Aim a » According to the article on Lockhart's move to Facebook, to whom will Lockhart report?

Lockhart is probably best remembered for his role in steering the White House through the Monica Lewinsky scandal and impeachment proceedings.

But since then he’s built a thriving DC-based communications practice as founder and managing director of the Glover Park Group that has counted Microsoft among its clients.

He’s leaving the Glover Park Group, and he’ll be moving to Facebook’s headquarters in Palo Alto July 15. He’ll report to Marne Levine, vice president of global public policy. Facebook hired Levine a year ago, who had served as chief of staff on the National Economic Council.

“Joe’s arrival brings new skills and greater depth to our incredibly busy team. His experience building and running a press office at the White House gives him particular appreciation for the demands of a global 24-hour news cycle and the challenges of responding effectively to intense scrutiny,” said Elliot Schrage, Facebook’s current vice president of global communications, marketing and public policy in an e-mailed statement. “His experience launching and scaling a communications firm will help us as we seek to build our team and continue to offer great opportunities for growth and professional development.”

Lockhart also got some valuable and relevant experience working with controversial Silicon Valley types. In 2000, he was hired by Oracle as head of its communications team after CEO Larry Ellison admitted that he’d hired private detectives to rifle through Microsoft’s trash.

Facebook recently has had some embarrassing flubs of its own.

In May, it admitted that it had secretly hired a high-profile Washington D.C. public communications firm to plant negative stories related to privacy about Google’s Social Circle product.

The problem was that reporters weren’t buying it, and instead turned around and exposed the campaign. Dan Lyons of The Daily Beast was the reporter who broke the story about Google being the target of Facebook’s “whisper campaign.” He characterized the two former high-profile journalists involved in the incident as a couple of “Keystone Kops,” blustering around Silicon Valley.

The two former journalists were Jim Goldman of CNBC and John Mercurio of The Hotline, who were working on the campaign for Burson-Marstellar.

In addition to that incident, Facebook keeps rolling out new features like its facial recognition technology without giving much notice to its users, seeding general confusion
and undermining trust in the platform.

One report claims that Facebook is losing users — to a tune of six million in May alone in the United States, and 100,000 in the United Kingdom.

But Facebook disputes those numbers. And as a BBC report notes, usage of the social networking system is actually growing around the world both in terms of the number of people using it, and the time they spend on it.

In all, almost 700 million people use it — most of them outside of the United States.

Facebook has been all about pushing the envelope in defining what privacy means in the digital era.

Lockhart’s job will be to repair Facebook’s image both on Capitol Hill, where it faces intense scrutiny as legislators consider new privacy legislation, and around the world.

The ongoing problem at Facebook is that new sharing features are constantly being rolled out and users are included on a default basis without being given sufficient opportunity to consider their implications, and whether they want to use those features or not.

Lockhart’s job in doing damage control is going to be especially important as Facebook heads towards its initial public offering in 2012. It’s expected to be valued at a staggering $100 billion.

CEO Mark Zuckerberg admitted last month at the G8 meeting that he finds it impossible to communicate effectively about privacy issues.

“If it were a matter of winning debates around this stuff, I think it would be extremely hard to get the point across – about the value of the internet,” he said. “But one of the good things about the internet is that you can just build something, and people will choose to use it or not, and so that’s how we win debates.”

Lockhart is the latest of a group of high-profile hires that Facebook has made.

Last month it hired Joel Kaplan, President Bush’s former deputy chief of staff in the White House, and Myriah Jordan who worked for Bush in the chief of staff’s office.

Records supplied »

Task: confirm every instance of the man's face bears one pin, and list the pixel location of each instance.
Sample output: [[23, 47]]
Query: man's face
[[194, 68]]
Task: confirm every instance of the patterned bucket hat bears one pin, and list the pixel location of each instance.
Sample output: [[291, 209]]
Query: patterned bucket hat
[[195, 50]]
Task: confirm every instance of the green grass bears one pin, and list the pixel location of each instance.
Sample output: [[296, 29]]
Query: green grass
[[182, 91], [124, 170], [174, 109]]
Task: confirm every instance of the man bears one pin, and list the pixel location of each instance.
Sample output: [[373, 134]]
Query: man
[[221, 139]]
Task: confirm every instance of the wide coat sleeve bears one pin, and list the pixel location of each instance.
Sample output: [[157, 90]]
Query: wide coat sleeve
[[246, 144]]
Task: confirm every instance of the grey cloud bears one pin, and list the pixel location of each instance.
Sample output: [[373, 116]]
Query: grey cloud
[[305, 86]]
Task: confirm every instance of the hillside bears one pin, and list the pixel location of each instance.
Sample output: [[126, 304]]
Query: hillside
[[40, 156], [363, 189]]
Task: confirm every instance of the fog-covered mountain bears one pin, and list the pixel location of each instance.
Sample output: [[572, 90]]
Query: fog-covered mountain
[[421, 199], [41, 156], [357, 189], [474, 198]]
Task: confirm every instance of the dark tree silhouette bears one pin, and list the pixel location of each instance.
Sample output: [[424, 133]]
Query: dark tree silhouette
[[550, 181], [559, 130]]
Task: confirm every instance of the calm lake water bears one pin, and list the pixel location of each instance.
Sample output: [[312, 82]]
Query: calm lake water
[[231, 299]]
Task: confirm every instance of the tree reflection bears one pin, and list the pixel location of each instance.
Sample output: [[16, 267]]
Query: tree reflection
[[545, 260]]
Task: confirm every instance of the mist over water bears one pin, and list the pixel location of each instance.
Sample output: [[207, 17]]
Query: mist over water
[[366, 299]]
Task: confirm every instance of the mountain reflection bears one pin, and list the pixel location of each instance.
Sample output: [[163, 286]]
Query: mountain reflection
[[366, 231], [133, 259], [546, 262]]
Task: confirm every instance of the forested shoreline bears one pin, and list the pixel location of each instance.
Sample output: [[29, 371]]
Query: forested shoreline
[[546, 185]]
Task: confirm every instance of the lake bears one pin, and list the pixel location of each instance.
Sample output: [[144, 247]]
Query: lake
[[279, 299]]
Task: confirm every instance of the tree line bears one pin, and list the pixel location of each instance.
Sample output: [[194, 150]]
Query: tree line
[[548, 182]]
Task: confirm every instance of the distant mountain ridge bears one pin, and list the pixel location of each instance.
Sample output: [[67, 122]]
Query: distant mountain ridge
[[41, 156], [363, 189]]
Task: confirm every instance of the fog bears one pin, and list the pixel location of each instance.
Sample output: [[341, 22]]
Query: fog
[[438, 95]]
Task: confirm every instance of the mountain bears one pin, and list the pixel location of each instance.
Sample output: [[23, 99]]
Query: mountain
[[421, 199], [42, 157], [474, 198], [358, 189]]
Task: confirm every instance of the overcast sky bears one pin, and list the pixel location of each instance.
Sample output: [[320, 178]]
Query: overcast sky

Aim b » Transcribe word for word the part of the entries that opens with the line containing "Task: confirm every instance of the distant" and runs through the end of the entries.

Final result a » Marne Levine, vice president of global public policy.

Final result b »
Task: confirm every instance of the distant mountain ridge bears one pin, and list the pixel location of each instance.
Sample output: [[67, 122]]
Query: distant mountain ridge
[[41, 156], [363, 189]]
Task: confirm every instance of the fog bears one pin, and list the pixel location of each instance.
Sample output: [[341, 22]]
Query: fog
[[438, 95]]
Task: confirm every instance of the mountain bears one pin, and list the pixel location of each instance.
Sample output: [[23, 99]]
Query: mountain
[[421, 199], [42, 157], [474, 198], [358, 189]]
Task: confirm every instance of the overcast sky bears one pin, and list the pixel location of each instance.
Sample output: [[320, 178]]
Query: overcast sky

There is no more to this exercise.